Data in this exercise.

******************************

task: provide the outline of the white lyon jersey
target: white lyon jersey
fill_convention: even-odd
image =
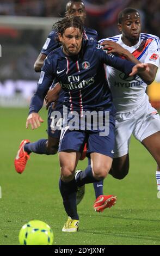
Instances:
[[[113,41],[129,51],[143,63],[150,63],[158,67],[160,41],[155,35],[141,33],[138,42],[131,47],[122,41],[121,34],[102,39]],[[138,76],[130,77],[116,69],[107,66],[107,77],[112,92],[114,106],[118,112],[125,112],[148,102],[145,93],[147,84]]]

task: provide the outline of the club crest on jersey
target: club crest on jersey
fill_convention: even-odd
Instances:
[[[156,60],[156,59],[158,59],[158,54],[156,54],[156,53],[153,53],[150,58],[150,59],[149,60],[152,60],[153,62],[155,62]]]
[[[82,66],[83,69],[88,69],[90,68],[90,64],[88,62],[84,62],[82,64]]]

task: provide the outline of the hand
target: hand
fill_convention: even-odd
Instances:
[[[132,76],[137,73],[141,73],[144,71],[149,72],[150,68],[147,64],[138,63],[132,68],[132,71],[130,74],[130,76]]]
[[[120,56],[123,56],[126,51],[119,44],[108,40],[102,42],[101,45],[103,46],[103,50],[107,50],[107,53],[115,53]]]
[[[30,125],[32,129],[36,129],[40,126],[40,123],[44,123],[43,119],[38,113],[32,113],[27,118],[26,128],[28,128]]]

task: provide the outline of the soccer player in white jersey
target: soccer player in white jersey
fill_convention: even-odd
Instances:
[[[113,53],[135,63],[147,63],[150,72],[132,78],[110,66],[107,76],[116,108],[114,159],[110,173],[123,179],[129,169],[128,149],[131,135],[148,150],[157,163],[156,180],[160,194],[160,118],[145,93],[155,80],[159,64],[159,38],[141,33],[138,11],[126,8],[118,15],[121,34],[101,40],[108,53]]]

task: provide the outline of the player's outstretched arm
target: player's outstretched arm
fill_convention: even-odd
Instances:
[[[138,63],[132,68],[132,71],[130,74],[130,76],[134,76],[136,74],[140,74],[144,71],[149,72],[150,68],[147,64]]]
[[[133,62],[133,63],[141,63],[129,51],[125,49],[119,44],[110,40],[104,40],[101,45],[103,46],[103,50],[107,50],[107,53],[113,53],[119,56],[123,57],[127,60]],[[145,70],[141,72],[139,75],[140,77],[147,84],[151,84],[155,80],[158,68],[152,64],[149,64],[150,70],[148,71]]]
[[[35,72],[41,72],[41,68],[44,64],[44,60],[46,58],[46,55],[44,53],[40,53],[34,64],[34,69]]]
[[[27,118],[26,128],[28,129],[30,125],[32,130],[36,129],[40,126],[40,123],[44,121],[38,113],[32,113]]]

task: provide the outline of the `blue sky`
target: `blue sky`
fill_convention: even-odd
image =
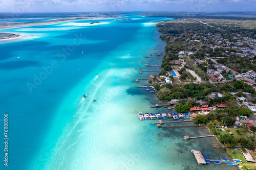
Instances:
[[[0,0],[0,12],[256,11],[256,0]]]

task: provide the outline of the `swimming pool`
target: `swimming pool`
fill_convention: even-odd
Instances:
[[[174,72],[174,71],[171,71],[171,72],[173,74],[173,75],[174,75],[174,76],[177,76],[176,74],[175,73],[175,72]]]

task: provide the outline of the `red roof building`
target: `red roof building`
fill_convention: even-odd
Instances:
[[[190,112],[196,111],[200,111],[202,110],[202,108],[201,107],[196,107],[196,106],[192,107],[190,108],[189,111]]]
[[[215,76],[210,76],[210,80],[211,80],[213,82],[216,82],[217,81],[219,81],[219,80],[221,80],[221,79],[217,79],[215,77]]]
[[[218,107],[218,108],[222,108],[222,107],[227,107],[229,106],[228,106],[228,105],[227,104],[216,104],[216,107]]]

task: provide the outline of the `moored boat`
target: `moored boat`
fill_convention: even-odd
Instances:
[[[144,114],[142,113],[142,112],[139,112],[138,115],[139,115],[139,117],[144,117]]]
[[[222,159],[221,159],[221,160],[223,161],[229,161],[228,159],[226,159],[226,158],[222,158]]]
[[[150,113],[150,118],[151,118],[152,119],[155,119],[156,118],[156,117],[155,115],[155,114]]]
[[[242,161],[242,160],[240,160],[240,159],[233,159],[235,163],[243,163],[243,162]]]
[[[145,113],[144,115],[144,117],[145,117],[145,119],[146,120],[150,120],[150,114],[148,113]]]
[[[205,160],[205,162],[206,163],[210,163],[210,161],[209,160]]]
[[[234,165],[234,164],[232,162],[226,162],[226,164],[228,165],[230,165],[230,166],[233,166]]]

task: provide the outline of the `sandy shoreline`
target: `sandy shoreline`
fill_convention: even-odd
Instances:
[[[30,27],[30,26],[41,26],[41,25],[52,25],[55,23],[58,23],[61,22],[69,22],[69,21],[74,21],[77,20],[99,20],[99,19],[114,19],[118,18],[122,16],[117,15],[117,16],[113,16],[111,17],[89,17],[84,18],[67,18],[65,19],[63,19],[61,21],[56,21],[56,20],[48,20],[48,21],[38,21],[36,22],[30,23],[31,22],[12,22],[12,23],[0,23],[0,30],[2,29],[6,29],[9,28],[17,28],[17,27]],[[96,23],[93,24],[95,25]]]
[[[84,18],[66,18],[66,20],[61,20],[61,21],[54,21],[54,20],[50,20],[47,21],[40,21],[36,23],[29,23],[28,22],[13,22],[11,24],[8,23],[1,23],[0,24],[0,30],[1,29],[6,29],[9,28],[20,28],[20,27],[31,27],[31,26],[42,26],[42,25],[53,25],[58,23],[61,22],[70,22],[70,21],[75,21],[78,20],[99,20],[99,19],[115,19],[118,18],[122,16],[113,16],[111,17],[89,17]],[[106,24],[109,22],[100,22],[100,23],[94,23],[93,24],[90,24],[90,22],[87,23],[75,23],[75,22],[71,22],[71,23],[66,23],[61,25],[60,26],[93,26],[97,25],[101,25],[101,24]],[[4,26],[5,25],[7,25],[7,26]],[[3,26],[4,25],[4,26]],[[31,34],[26,34],[26,33],[21,33],[21,34],[16,34],[16,33],[0,33],[0,42],[4,42],[4,41],[9,41],[10,40],[18,40],[22,39],[30,39],[31,37],[33,37],[33,35]],[[5,34],[5,35],[4,35]],[[1,38],[1,35],[2,38]],[[5,35],[6,35],[5,36]]]

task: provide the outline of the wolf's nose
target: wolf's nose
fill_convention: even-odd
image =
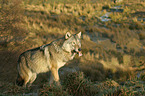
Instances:
[[[81,51],[81,48],[79,48],[78,51]]]

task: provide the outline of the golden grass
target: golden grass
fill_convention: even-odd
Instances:
[[[2,73],[0,75],[0,86],[2,86],[1,88],[4,88],[4,90],[0,92],[2,94],[15,93],[17,95],[19,93],[21,94],[36,90],[40,90],[40,95],[89,94],[86,92],[92,92],[97,95],[135,94],[133,91],[136,89],[131,90],[132,92],[128,92],[130,89],[128,87],[122,87],[120,83],[127,82],[126,80],[136,80],[136,75],[134,72],[145,69],[142,67],[144,66],[145,60],[138,59],[140,56],[144,57],[144,55],[141,55],[143,52],[137,51],[140,46],[144,46],[140,42],[140,40],[144,40],[145,37],[144,27],[141,25],[142,21],[137,21],[140,13],[136,13],[139,10],[143,10],[144,3],[138,2],[139,4],[137,5],[131,5],[132,1],[130,0],[124,2],[127,2],[122,3],[123,8],[125,8],[124,12],[110,14],[112,21],[105,23],[101,22],[98,17],[107,12],[106,10],[102,12],[102,7],[104,5],[109,5],[110,7],[114,6],[113,3],[108,3],[107,1],[94,4],[26,4],[24,8],[24,21],[22,22],[24,29],[29,30],[28,32],[22,31],[26,33],[26,36],[21,34],[23,37],[22,39],[12,40],[7,44],[0,45],[0,73]],[[131,4],[129,4],[130,2]],[[128,6],[126,6],[126,4],[128,4]],[[140,5],[141,7],[139,7]],[[134,8],[132,8],[133,6]],[[10,19],[11,18],[9,18],[9,20]],[[11,21],[10,24],[12,23],[13,22]],[[114,27],[115,24],[120,25]],[[16,28],[20,26],[23,27],[19,23],[15,23]],[[11,27],[8,27],[8,29],[8,32],[12,32]],[[18,30],[15,31],[20,32]],[[47,86],[47,79],[45,75],[40,75],[41,78],[34,82],[34,85],[38,85],[40,87],[35,90],[31,88],[21,89],[14,86],[17,75],[16,66],[18,56],[28,49],[32,49],[43,44],[48,44],[51,41],[64,36],[64,34],[68,31],[71,33],[82,31],[83,33],[83,56],[81,58],[76,56],[75,60],[71,62],[71,66],[79,68],[81,73],[67,74],[68,77],[66,76],[66,80],[62,80],[62,82],[67,84],[62,84],[63,87],[67,86],[63,88],[63,90],[60,90],[55,86]],[[88,36],[88,34],[98,34],[97,36],[99,38],[107,38],[111,42],[117,43],[121,47],[121,50],[125,50],[126,53],[118,52],[117,50],[112,49],[106,50],[104,46],[108,47],[111,43],[105,42],[104,44],[99,45],[93,42],[92,38]],[[3,35],[4,34],[2,34],[2,36]],[[8,35],[11,34],[8,33]],[[17,36],[12,37],[16,38]],[[126,46],[129,49],[125,49]],[[132,51],[132,48],[134,51]],[[140,61],[142,63],[140,63]],[[69,65],[67,67],[69,67]],[[71,76],[74,77],[72,78]],[[141,74],[140,79],[144,80],[144,76],[144,74]],[[93,82],[90,82],[86,78]],[[115,81],[109,81],[107,78]],[[66,82],[68,79],[70,81],[74,80],[74,83],[71,83],[71,85],[69,82]],[[126,84],[130,84],[130,82]],[[142,83],[138,84],[141,84],[139,87],[144,86]],[[131,87],[131,85],[129,86]],[[89,89],[89,87],[91,88]]]

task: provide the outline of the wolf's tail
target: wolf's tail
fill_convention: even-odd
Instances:
[[[16,84],[18,86],[23,86],[24,85],[24,79],[20,76],[20,74],[18,73],[18,77],[16,79]]]

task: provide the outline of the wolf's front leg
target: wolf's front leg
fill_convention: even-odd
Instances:
[[[59,74],[58,74],[58,69],[57,68],[52,68],[51,69],[51,77],[50,77],[49,84],[51,85],[53,83],[53,81],[55,81],[58,86],[60,85]]]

******************************

Exercise requirements. Rewrite the data from the line that has "task: provide the outline of the wolf's nose" through the line that has "[[[81,51],[81,48],[79,48],[78,51]]]", changing "nose" to "muzzle" and keeping everything else the same. Leave the pictures out of your answer.

Exercise answer.
task: provide the outline of the wolf's muzzle
target: wolf's muzzle
fill_convention: even-odd
image =
Instances:
[[[81,51],[81,48],[79,48],[78,51]]]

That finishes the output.